**TASK INSTRUCTIONS:** Emit only the lines from the line containing "Task: put a pin on every instance of the overhanging" through the last line of the entries, unchanged.

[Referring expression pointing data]

▬▬▬

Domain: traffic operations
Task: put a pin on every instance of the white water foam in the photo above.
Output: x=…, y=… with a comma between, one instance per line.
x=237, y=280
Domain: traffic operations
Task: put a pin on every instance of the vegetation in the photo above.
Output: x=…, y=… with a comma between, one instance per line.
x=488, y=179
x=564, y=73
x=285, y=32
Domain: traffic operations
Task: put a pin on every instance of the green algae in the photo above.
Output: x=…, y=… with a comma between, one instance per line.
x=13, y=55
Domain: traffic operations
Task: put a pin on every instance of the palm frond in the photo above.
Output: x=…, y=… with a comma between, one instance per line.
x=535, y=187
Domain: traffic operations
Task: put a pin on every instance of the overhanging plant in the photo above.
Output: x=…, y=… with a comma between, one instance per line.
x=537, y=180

▬▬▬

**TASK RESPONSE:**
Task: put a pin on every instance of the overhanging plant in the photo above.
Output: x=…, y=… with a comma between, one instance per line.
x=537, y=180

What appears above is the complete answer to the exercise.